## DOCUMENT EXCERPT
## Start

These are the reports for the tensorflow session execution part. Then I think I have also found the function that allocates the buffers for the TF outputs and operations.

danielwinterbottom commented 1 year ago

Do the above checks indicate that deepTau is not the causing the memory issues? The reason I ask is that when we looked into this previously we determined that the exception message 'invalid prediction = nan for tau_index = 0, pred_index = 0' occurs when their is excessive memory usage causing Tenorflow to return a nan values, but we never confirmed that the deepTau modules were responsible for the excessive memory usage in the first place. Is it possible that some other module(s) are responsible and the exception message is a red herring as the deepTau module tends to be the first one to crash when there are memory issues? Is it possible to check the memory usage of all other modules to confirm this?

valsdav commented 1 year ago

I ran the igprof on the MiniAOD job linked above, including all the modules. I'm now trying to separate the memory allocation for the TF graph of each producer. I will post an update asap.


Putting here the commands I used to get the sqlite profiles (for experts to verify):

igprof -mp -z -o mem.gz -t cmsRunGlibC cmsRunGlibC PSet.py >  mem.out
igprof-analyse --value peak -r MEM_LIVE -s -v -d --gdb mem.gz | sqlite3 memPeak.sql3
igprof-analyse -r MEM_TOTAL -s -v -d --gdb mem.gz | sqlite3 memTOTAL.sql3
igprof-analyse -r MEM_MAX -s -v -d --gdb mem.gz | sqlite3 memMAX.sql3
valsdav commented 1 year ago

Adding the MEM_TOTAL profile for all the producers

image

valsdav commented 1 year ago

Do the above checks indicate that deepTau is not the causing the memory issues? The reason I ask is that when we looked into this previously we determined that the exception message 'invalid prediction = nan for tau_index = 0, pred_index = 0' occurs when their is excessive memory usage causing Tenorflow to return a nan values, but we never confirmed that the deepTau modules were responsible for the excessive memory usage in the first place. Is it possible that some other module(s) are responsible and the exception message is a red herring as the deepTau module tends to be the first one to crash when there are memory issues? Is it possible to check the memory usage of all other modules to confirm this?

If we follow this reasoning, and if we make the hypothesis that DeepMET is having a large memory footprint, we may have an explanation for that. In the DeepMET producer in 12_4_X the TF session is created in each constructor for each thread. (see here ) This increases the memory consumption since the TF Graph (in the global cache), needs to be copied in each session.

## End

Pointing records
## Start

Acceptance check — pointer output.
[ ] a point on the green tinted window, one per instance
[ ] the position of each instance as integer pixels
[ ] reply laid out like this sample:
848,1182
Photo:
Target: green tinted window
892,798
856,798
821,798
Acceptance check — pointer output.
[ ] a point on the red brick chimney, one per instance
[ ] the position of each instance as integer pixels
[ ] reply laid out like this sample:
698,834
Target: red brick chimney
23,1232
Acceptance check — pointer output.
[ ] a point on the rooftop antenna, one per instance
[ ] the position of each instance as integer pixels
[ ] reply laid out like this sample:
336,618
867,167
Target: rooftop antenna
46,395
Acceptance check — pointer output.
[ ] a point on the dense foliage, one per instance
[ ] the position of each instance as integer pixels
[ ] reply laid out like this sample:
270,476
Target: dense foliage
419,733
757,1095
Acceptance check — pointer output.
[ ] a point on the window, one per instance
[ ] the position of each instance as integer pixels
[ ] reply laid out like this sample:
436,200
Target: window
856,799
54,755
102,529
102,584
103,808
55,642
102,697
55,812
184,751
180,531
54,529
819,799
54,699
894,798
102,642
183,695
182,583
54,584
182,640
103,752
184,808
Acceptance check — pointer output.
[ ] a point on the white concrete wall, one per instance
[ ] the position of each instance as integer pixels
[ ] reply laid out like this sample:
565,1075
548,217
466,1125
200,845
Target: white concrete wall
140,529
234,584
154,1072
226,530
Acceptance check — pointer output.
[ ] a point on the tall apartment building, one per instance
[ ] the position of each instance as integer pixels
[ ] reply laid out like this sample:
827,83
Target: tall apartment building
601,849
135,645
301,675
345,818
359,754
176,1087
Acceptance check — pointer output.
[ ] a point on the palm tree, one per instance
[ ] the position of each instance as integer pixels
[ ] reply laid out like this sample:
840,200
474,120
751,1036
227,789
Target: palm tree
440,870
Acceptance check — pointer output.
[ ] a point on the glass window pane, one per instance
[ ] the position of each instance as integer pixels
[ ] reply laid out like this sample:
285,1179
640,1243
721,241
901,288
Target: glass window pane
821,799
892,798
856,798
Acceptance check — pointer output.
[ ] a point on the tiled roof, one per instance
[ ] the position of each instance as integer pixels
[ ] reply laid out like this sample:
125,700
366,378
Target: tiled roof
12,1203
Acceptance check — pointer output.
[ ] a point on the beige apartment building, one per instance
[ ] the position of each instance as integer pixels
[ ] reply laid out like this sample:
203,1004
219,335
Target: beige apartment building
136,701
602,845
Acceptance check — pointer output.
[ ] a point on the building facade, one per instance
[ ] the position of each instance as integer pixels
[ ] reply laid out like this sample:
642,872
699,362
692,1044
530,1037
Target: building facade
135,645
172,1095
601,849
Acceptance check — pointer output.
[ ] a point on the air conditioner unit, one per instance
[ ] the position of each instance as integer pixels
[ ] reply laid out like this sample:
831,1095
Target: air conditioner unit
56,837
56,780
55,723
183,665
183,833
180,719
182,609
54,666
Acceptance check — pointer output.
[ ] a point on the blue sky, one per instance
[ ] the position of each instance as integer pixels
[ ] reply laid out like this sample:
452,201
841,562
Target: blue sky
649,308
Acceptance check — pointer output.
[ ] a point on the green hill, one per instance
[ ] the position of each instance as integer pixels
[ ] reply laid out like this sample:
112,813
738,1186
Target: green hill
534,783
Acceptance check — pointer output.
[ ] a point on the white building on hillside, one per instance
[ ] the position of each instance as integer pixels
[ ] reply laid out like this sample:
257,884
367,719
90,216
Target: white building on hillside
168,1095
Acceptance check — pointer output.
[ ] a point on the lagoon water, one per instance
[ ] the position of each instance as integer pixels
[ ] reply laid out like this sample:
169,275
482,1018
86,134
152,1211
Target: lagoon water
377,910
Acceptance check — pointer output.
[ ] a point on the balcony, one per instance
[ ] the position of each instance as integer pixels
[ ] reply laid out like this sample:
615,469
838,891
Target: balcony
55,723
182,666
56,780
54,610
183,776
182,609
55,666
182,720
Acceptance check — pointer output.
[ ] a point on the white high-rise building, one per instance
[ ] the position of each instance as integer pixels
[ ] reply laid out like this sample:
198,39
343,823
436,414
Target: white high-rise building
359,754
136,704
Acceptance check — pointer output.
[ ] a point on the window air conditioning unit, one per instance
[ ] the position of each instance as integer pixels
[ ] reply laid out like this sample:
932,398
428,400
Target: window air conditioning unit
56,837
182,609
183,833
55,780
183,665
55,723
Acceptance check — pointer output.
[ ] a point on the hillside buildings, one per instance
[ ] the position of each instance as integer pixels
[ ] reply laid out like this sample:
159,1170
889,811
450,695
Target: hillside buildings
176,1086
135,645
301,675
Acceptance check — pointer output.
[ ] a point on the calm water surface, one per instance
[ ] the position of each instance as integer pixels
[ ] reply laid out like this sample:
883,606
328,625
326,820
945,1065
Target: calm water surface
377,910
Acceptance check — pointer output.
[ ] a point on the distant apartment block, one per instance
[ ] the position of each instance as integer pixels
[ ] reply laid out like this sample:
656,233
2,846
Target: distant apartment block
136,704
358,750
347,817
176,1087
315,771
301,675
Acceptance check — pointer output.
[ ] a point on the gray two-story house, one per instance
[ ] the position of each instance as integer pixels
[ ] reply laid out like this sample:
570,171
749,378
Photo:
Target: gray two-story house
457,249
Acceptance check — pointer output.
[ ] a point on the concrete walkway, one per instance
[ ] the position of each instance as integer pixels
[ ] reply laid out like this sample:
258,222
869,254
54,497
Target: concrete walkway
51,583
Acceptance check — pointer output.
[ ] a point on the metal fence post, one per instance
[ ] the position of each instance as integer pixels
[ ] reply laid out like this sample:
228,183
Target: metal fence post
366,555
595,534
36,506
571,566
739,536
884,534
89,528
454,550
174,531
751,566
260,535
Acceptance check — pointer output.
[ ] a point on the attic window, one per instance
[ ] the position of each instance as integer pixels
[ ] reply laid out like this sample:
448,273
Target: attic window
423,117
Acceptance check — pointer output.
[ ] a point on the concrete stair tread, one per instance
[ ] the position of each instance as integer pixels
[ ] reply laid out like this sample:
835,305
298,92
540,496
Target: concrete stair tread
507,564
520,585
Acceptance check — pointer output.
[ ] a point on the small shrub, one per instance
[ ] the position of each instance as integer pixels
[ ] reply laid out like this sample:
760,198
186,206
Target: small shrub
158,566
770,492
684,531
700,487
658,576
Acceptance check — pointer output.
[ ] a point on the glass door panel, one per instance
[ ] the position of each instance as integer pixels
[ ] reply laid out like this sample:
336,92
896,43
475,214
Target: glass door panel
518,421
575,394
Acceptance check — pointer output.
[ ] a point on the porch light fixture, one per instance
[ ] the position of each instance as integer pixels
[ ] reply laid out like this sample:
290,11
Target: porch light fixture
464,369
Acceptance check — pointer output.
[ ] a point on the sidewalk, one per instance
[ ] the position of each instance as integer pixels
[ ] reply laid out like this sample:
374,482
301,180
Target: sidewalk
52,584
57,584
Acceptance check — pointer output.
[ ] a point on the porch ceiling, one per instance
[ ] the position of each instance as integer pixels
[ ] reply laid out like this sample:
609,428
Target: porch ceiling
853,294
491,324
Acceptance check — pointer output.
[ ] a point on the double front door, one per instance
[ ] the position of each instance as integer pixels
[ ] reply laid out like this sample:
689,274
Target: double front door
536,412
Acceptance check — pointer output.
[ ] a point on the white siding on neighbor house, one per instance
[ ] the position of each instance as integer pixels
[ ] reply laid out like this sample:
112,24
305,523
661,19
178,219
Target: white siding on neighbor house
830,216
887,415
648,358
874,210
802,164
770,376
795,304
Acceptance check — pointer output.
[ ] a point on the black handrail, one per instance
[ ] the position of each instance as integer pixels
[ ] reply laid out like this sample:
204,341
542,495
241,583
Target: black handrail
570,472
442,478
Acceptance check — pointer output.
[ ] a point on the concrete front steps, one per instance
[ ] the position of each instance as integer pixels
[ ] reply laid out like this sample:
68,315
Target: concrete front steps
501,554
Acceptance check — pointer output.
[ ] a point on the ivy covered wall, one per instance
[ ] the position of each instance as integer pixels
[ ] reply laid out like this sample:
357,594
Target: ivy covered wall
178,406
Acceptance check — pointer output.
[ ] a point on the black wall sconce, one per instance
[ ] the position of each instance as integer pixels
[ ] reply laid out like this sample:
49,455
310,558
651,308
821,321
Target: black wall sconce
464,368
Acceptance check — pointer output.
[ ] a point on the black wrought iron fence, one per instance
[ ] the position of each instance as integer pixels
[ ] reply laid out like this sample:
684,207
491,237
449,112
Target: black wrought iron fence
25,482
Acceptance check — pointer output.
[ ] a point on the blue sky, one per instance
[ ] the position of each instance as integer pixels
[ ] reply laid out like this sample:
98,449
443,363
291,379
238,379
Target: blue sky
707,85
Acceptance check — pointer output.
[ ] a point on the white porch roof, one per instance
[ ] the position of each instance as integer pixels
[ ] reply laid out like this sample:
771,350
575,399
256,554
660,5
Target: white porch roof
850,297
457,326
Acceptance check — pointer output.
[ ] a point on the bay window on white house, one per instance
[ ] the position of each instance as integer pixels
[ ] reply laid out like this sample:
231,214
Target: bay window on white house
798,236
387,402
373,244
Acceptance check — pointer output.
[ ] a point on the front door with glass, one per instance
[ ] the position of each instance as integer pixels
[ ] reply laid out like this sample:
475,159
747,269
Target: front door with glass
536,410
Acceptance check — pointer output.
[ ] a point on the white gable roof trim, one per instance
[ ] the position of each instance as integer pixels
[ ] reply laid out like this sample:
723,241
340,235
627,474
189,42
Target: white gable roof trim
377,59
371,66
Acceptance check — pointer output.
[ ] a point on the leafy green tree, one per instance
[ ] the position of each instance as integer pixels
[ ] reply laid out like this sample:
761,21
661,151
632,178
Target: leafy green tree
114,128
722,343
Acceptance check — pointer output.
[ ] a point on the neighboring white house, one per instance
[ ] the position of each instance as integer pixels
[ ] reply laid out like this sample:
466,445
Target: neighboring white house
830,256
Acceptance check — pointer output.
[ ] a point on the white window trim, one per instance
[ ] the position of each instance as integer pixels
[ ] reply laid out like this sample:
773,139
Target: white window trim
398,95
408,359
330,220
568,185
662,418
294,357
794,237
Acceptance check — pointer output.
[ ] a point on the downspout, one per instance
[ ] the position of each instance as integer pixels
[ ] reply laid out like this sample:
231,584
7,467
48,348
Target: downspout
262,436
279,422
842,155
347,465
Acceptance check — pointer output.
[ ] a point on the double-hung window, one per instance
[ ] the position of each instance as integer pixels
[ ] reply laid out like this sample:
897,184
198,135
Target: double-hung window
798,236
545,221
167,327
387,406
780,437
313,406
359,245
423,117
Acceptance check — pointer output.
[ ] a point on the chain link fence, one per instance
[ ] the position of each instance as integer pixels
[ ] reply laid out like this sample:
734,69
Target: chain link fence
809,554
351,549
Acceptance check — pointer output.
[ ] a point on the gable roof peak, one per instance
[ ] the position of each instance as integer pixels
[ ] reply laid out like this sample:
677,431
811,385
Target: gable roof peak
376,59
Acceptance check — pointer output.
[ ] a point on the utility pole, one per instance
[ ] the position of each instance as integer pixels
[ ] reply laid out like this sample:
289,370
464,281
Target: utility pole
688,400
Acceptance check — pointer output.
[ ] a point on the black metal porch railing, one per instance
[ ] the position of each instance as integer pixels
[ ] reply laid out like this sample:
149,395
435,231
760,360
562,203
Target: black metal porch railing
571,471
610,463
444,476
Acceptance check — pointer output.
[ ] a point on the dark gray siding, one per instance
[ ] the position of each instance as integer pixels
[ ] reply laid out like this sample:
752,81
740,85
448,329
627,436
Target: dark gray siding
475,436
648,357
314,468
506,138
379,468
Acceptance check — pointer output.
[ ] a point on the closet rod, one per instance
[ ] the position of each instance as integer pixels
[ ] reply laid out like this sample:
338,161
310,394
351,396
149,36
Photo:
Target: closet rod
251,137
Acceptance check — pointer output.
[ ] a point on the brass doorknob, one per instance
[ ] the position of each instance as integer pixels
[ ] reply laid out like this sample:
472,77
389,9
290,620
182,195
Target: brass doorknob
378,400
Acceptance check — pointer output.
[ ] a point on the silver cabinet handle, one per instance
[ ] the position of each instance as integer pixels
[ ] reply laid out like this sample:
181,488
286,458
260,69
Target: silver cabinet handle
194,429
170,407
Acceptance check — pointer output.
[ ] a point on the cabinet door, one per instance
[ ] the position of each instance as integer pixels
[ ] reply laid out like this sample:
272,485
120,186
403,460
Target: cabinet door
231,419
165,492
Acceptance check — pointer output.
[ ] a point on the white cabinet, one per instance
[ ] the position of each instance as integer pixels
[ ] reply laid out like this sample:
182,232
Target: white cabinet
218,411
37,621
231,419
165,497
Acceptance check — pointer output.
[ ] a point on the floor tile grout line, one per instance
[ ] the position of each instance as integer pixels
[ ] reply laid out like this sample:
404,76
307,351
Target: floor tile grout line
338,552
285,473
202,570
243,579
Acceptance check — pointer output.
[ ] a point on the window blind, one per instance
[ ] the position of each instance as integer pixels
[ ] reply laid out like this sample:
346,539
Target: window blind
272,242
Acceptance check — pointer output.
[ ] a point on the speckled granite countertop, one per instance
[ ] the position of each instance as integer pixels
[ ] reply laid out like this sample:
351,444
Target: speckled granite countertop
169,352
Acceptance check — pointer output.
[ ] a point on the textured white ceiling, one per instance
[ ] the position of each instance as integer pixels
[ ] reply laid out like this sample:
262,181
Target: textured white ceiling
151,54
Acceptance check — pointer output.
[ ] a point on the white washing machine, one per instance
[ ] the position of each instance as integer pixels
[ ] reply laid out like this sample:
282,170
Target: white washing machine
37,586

## End

## PROBLEM REQUIREMENTS
In the memory-profiling thread above, rewrite the paragraph that begins "If we follow this reasoning" more briefly, keeping its main facts.

## EXPECTED OUTPUT
Assuming DeepMET has a large memory footprint, there may be an explanation. In 12_4_X, the DeepMET producer creates a TF session in each constructor for each thread. Because the TF Graph in the global cache must be copied into every session, memory consumption goes up.